» TEXTE FOURNI

A New York en 1915 j’achetai dans une quincaillerie une pelle à neige sur laquelle j’écrivis « En prévision du bras cassé » (In advance of the broken arm). C’est vers cette époque que le mot « ready-made » me vint à l’esprit pour désigner cette forme de manifestation.

Il est un point que je veux établir très clairement, c’est que le choix de ces ready-mades ne me fut jamais dicté par quelque délectation esthétique. Ce choix était fondé sur une réaction d’indifférence visuelle, assortie au même moment à une absence totale de bon ou de mauvais goût… en fait une anesthésie complète. Une caractéristique importante : la courte phrase qu’à l’occasion j’inscrivais sur le ready-made. »

Marcel Duchamp explicite aisément la démarche derrière ses ready-mades. Baigné dans un premier temps par la philosophie de Dada, il a poussé l’exploration de l’absurde jusqu’à l’extrême.

Mais ici comme dans le dadaïsme, l’absurde est porteur de sens. Dans la société matérialiste et industrielle qu’est celle de l’Occident du début du XXème siècle, prendre un objet industriel puis le décréter oeuvre d’art tient en effet lieu d’une transgression bien inspirée.

» DONNÉES AFFICHÉES
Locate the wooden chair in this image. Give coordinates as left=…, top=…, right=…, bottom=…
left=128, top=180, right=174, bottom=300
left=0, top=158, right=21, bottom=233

» CONSIGNE
Poursuivez le texte sur les ready-mades de Marcel Duchamp juste après sa dernière phrase.

» RÉPONSE
Avec ses ready-mades – objets industriels auxquels l’artiste qu’est Duchamp ne change que la fonction – il bouleverse radicalement les conceptions, les notions et la valeur culturelle prêtées à l’‘Art’ par conventions.

« Un autre aspect du ready-made est qu’il n’a rien d’unique… La réplique d’un ready-made transmet le même message ; en fait presque tous les ready-mades existant aujourd’hui ne sont pas des originaux au sens reçu du terme » précise-t-il en 1961.

Pas unique. Pas beau. Pas original. Est-ce de l’art? Les ready-mades poussent justement à se poser cette question. Et c’est exactement ce que visait Marcel Duchamp.

D’un Côté l’Artiste, de l’Autre le Regardeur

La question cruciale pour Marcel Duchamp tient aussi à intégrer le regardeur dans le processus. Ce qui fait un objet artistique, c’est l’intention de l’artiste. Et celui qui le regarde.

« Mon idée c’était de choisir un objet qui ne m’attirait ni par sa beauté ou sa laideur, pour trouver un point de déférence dans le regard que je porte » affirme-t-il.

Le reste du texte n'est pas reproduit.